Task set:
(a) Decide whether each statement agrees with the discussion of Alex Janvier's painting, answering yes or no and quoting the deciding words: (i) Alex Janvier belongs to the Order of Canada. (ii) The artwork asked about is made of glass. (iii) The person who is editing plans to post an older poem right away.
(b) Write the next part of the discussion of Alex Janvier's painting, following on from its final sentence.

Reading passage:
┌──
Alex Janvier is a product of residential schools and his own personal demons. He has won numerous awards including membership in the Order of Canada and most recently the Govenor General's Visual Arts Award. His work is beautiful and evocative of some things that makes this place special for me.

dream catcher weaver
lost in magic of aurora
borealis lights shine
and hum anthems
to black pine shadows
surrounding lakes
of mystery where lurk
the hungry mists​

That's lovely Champ. Is it glass?

Love the poem, too. "Black pine shadows" is something I can really relate to, what with these huge pines looming at me all the time. :)
 
Nooooooo. It's a painting.

Well it's gorgeous either way. (I love painting on glass and stained glass and blown colored glass. I consider myself a visual art moron, but something about glass gets to me.)

I'm editing madly. If I put a poem in here now it'll be a cheat, an old one. I'ma try for something new tomorrow or Monday.
 
All right, folks, so here's the deal...
└──
Raw data:
┌──
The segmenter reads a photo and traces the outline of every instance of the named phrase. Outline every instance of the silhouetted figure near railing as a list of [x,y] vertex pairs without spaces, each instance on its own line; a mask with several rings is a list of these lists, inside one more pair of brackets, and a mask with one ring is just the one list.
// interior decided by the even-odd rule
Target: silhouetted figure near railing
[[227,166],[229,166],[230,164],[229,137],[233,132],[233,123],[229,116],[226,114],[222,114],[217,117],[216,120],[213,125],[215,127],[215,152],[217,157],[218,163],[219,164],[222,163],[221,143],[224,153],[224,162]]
└──
Responses:
(a)
(i) Yes: "membership in the Order of Canada"
(ii) No: "Nooooooo. It's a painting."
(iii) No: "I'ma try for something new tomorrow or Monday."

(b)
We get off this airplane in Philadelphia, it's cold and rainy, and my in-laws pick us up at the airport (I'm using their computer right now with a dial-up connection, so this might take a while), drive us an hour and a half through some rolling suburbs and then through miles and miles of farmland, a town called "Intercourse" (no shit), another one called "Bird-in-Hand" (no shit again), I see the sign that says "Blue Ball 8 Miles," and I'm thinking I'm in Oz (definitely NOT Kansas).

These places are REAL. Check 'em out on Google. All towns in Pennsylvania.

Along the way, there's This: http://i277.photobucket.com/albums/kk67/freddheadpix/sheep.jpg

The in-laws have us set up with a realtor to show us some houses. We see three five-year-old 3500-square-foot boxes in neighborhoods that used to be cornfields, houses that are right up against each other, and have signs out front that say "Only sixty nail pops per room."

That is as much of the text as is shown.